_RAW RECORDS_.
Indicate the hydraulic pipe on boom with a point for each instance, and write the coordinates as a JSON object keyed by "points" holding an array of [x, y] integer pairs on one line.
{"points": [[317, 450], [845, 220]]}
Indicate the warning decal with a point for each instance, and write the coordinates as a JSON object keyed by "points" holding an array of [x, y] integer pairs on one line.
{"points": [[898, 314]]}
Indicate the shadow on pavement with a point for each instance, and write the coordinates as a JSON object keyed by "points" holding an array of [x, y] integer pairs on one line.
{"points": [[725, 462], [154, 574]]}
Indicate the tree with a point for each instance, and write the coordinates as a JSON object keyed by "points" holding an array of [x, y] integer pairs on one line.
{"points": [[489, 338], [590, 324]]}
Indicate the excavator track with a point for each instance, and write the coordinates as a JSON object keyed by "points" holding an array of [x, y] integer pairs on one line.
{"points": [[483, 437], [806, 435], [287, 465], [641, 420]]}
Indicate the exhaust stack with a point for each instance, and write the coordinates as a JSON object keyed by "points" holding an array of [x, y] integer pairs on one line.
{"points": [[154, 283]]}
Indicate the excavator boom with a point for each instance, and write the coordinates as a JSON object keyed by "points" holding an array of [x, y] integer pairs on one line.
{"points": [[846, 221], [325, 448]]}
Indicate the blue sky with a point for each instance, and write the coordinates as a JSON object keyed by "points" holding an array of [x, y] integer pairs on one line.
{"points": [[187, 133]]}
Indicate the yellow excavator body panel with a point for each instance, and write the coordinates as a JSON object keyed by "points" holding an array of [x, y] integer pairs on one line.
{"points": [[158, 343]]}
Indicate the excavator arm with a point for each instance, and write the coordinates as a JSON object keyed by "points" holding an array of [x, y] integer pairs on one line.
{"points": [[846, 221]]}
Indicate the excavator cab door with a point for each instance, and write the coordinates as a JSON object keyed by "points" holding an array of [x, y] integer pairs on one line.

_EXERCISE PROMPT_.
Take the lines above and retype all of them exactly.

_EXERCISE ANSWER_.
Indicate the hydraulic pipe on boom with a point for each instance, and write the coordinates as a JSON object keyed by "points" holding an array of [x, y] integer pairs on one line.
{"points": [[317, 450], [845, 220]]}
Indicate the warning decal with a point for each instance, and write the coordinates as a JSON object keyed by "points" holding an array of [x, y] integer pairs on one line.
{"points": [[898, 314]]}
Indicate the shadow on pavement with a point for each instance, and write the coordinates as a JSON object keyed by "points" holding an array of [x, y] integer pairs on one line.
{"points": [[725, 462], [154, 574]]}
Indicate the tree with a point for each instance, and write the coordinates as a JSON object keyed by "points" holding an array of [x, y] integer pairs on one line.
{"points": [[489, 338], [590, 324]]}
Indicate the excavator track with a point for each instance, and write the coordinates as a JSON object keyed by "points" holding an array of [x, y] integer pairs on one line.
{"points": [[483, 437], [806, 435], [287, 465], [641, 420]]}
Indicate the exhaust stack with a point for each instance, and write the coordinates as a JSON object keyed by "points" holding an array of [x, y] integer pairs on one line.
{"points": [[154, 283]]}
Indicate the excavator boom with a point for each instance, and write the coordinates as a JSON object keyed by "points" holding an array of [x, y] integer pairs on one line.
{"points": [[846, 221], [325, 448]]}
Indicate the blue sky with a point for each instance, and write the coordinates as a JSON object keyed by "points" holding an array of [x, y] integer pairs on one line.
{"points": [[187, 133]]}
Indicate the yellow excavator body panel with a point for each instance, and write the coordinates as a JSON object keyed by "points" holding an array of [x, y] integer pairs on one line.
{"points": [[158, 343]]}
Indicate the excavator arm with a point for each instance, and write the coordinates as a JSON object keyed by "points" holding an array of [x, y] integer pairs on one line.
{"points": [[846, 221]]}
Indicate the excavator cab door with a point for each instance, and write the coordinates as a JSON object keyed by "points" holding an array of [x, y] integer pairs on one line.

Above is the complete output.